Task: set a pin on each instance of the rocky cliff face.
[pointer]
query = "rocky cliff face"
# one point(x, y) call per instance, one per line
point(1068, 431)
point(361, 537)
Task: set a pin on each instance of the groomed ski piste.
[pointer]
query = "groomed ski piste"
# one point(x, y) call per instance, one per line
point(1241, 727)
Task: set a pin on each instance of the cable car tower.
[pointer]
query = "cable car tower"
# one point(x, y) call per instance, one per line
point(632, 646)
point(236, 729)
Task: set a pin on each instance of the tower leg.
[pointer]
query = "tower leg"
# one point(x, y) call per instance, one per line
■ ■ ■ ■
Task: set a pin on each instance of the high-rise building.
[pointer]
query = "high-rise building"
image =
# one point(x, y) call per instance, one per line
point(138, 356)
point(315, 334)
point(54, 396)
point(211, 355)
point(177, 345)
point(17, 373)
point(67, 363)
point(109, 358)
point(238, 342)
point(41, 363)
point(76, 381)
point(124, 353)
■ ■ ■ ■
Work request: Select and copy each line from the data that includes the word "Task".

Response below:
Task: set a pin on each instance of the rocky cliff face.
Task: set a pin on each instance of the groomed ski piste.
Task: set a pin on each instance of the cable car tower.
Task: set a pin on each instance of the tower leg.
Task: set a pin on each instance of the high-rise building.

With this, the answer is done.